TAMERLAN
Version
française – TAMERLAN – Marco
Valdo M.I. - 2019
Chanson
allemande – Mir
ist heut’ so nach Tamerlan – Kurt
Tucholsky – 1922
Texte
de Kurt Tucholsky, sous le
pseudonyme
de Theobald Tiger.
Musique
de Rudolf Nelson (1878-1960), Allemand, compositeur et imprésario de
cabaret.
Texte
trouvé sur Mudcat Café, dans la base de données musicale allemande
Chanté
à l’origine par Fritzi Massary (1882-1969), une actrice et
compositrice autrichienne. Récemment repris par Ute Lemper dans son
album "Berlin Cabaret Songs" de 1996.
Petit Tamerlan illustré |
Le
cabaret berlinois à l’époque de Weimar n’avait rien à envier
au cabaret parisien, et la vie sociale étincelante et, surtout, la
vie nocturne étaient absolument comparables. Kurt Tucholsky,
correspondant à Paris du journal « Die Weltbühne », a
respiré ces deux incroyables airs de liberté débridée et est
devenu l’un des plus importants auteurs de pièces pour cabaret.
Mais déjà au début des années vingt, Tucholsky a commencé à
respirer un autre air, cette fois-ci méphitique et malade, qui était
apprécié par les castes politiques, financières et militaires,
mais aussi par beaucoup de gens ordinaires, celui du désir d’un
retour à l’homme fort – le Tamerlan de la chanson – qui allait
ramener l’Allemagne à son ancienne splendeur impériale. C’est
peut-être pour cela que le grand Tucholsky, habitué à l’air
frais et libre, après l’avènement du nazisme ne put plus
respirer. Amoureux de la beauté, juif et anti-autoritaire, ennemi
juré de tout nationalisme guerrier, Tucholsky s’enfuit en Suède
et s’y suicida en 1935.
Dialogue
Maïeutique
Quoi ?
Que vient faire Tamerlan dans un cabaret berlinois d’il y a presque
cent ans ?, demande Lucien l’âne.
Tout
réfléchi, dit Marco Valdo M.I., je peux te l’expliquer. Mais pour
cela, il faut mieux connaître Kurt Tucholsky et sa manière de
procéder et doublement : dans la création poétique,
littéraire, politique et dans la vie, particulièrement dans ses
relations avec les femmes. Pour cette chanson, il convient de se
souvenir qu’il s’agit d’une chanson de cabaret, ce qui implique
une forte dose d’acide comique, mêlé d’acide ironique et
d’acide humourique. On doit donc se figurer un cabaret de l’époque,
t’en souviens-tu ? Mettons l’Ange
bleu tel qu’il apparaît dans le film de Sternberg.

- **Exercices à faire**:
1. Recopiez le passage du texte sur la chanson Tamerlan qui commence par « Que vient faire » et se termine par « film de Sternberg. ».
2. Prolongez le texte sur la chanson Tamerlan à partir de sa dernière phrase.

- **Bloc de données**:
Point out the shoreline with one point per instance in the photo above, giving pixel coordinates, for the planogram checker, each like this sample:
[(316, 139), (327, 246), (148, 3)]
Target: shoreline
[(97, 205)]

- **Réponses aux exercices**:
1.
Que vient faire Tamerlan dans un cabaret berlinois d’il y a presque
cent ans ?, demande Lucien l’âne.
Tout
réfléchi, dit Marco Valdo M.I., je peux te l’expliquer. Mais pour
cela, il faut mieux connaître Kurt Tucholsky et sa manière de
procéder et doublement : dans la création poétique,
littéraire, politique et dans la vie, particulièrement dans ses
relations avec les femmes. Pour cette chanson, il convient de se
souvenir qu’il s’agit d’une chanson de cabaret, ce qui implique
une forte dose d’acide comique, mêlé d’acide ironique et
d’acide humourique. On doit donc se figurer un cabaret de l’époque,
t’en souviens-tu ? Mettons l’Ange
bleu tel qu’il apparaît dans le film de Sternberg.

2.
Certainement,
Marco Valdo M.I., ces cabarets étaient des lieux où on pouvait
passer la soirée ou même la nuit, où on mangeait (mais pas dans
tous), où on buvait (dans tous), on consommait diverses substances
(partout, mais pas tous), où il y avait une piste de danse (mais pas
dans tous) et où des artistes se produisaient – du musicien à la
stripteaseuse en passant par le magicien, le danseur, la chanteuse,
etc. L’éclairage – sauf sur l’artiste – y était
généralement tamisé. Il y avait là toute une atmosphère de
complicité, d’alcôve, d’alcool ; une fausse réalité
alimentée par une intimité factice.
Donc,
Lucien l’âne mon ami, imagine la chose. On est dans un cabaret et
c’est une dame qui chante Tamerlan. Sa chanson relate la
conversation qu’elle tient avec son compagnon quand elle est assise
avec lui à une table dans la salle du cabaret comme une de ces
multiples jeunes femmes rêveuses. Et de fait, elle rêve, elle
rumine, elle calcule aussi ; son imagination voyage entre le
songe et la réalité, entre ses illusions de jeune femme et la
réalité qui l’attend au sortir du fantasme. Bref, elle est à la
recherche du prince charmant, de l’homme fort à séduire qui lui
assurera un bel avenir. Son compagnon de soirée est Tucholsky
lui-même qui fait écho à leurs chuchotements.
Tucholsky,
dit Lucien l’âne, mais il n’a jamais rien eu d’un Tamerlan,
même si c’était un séducteur assidu.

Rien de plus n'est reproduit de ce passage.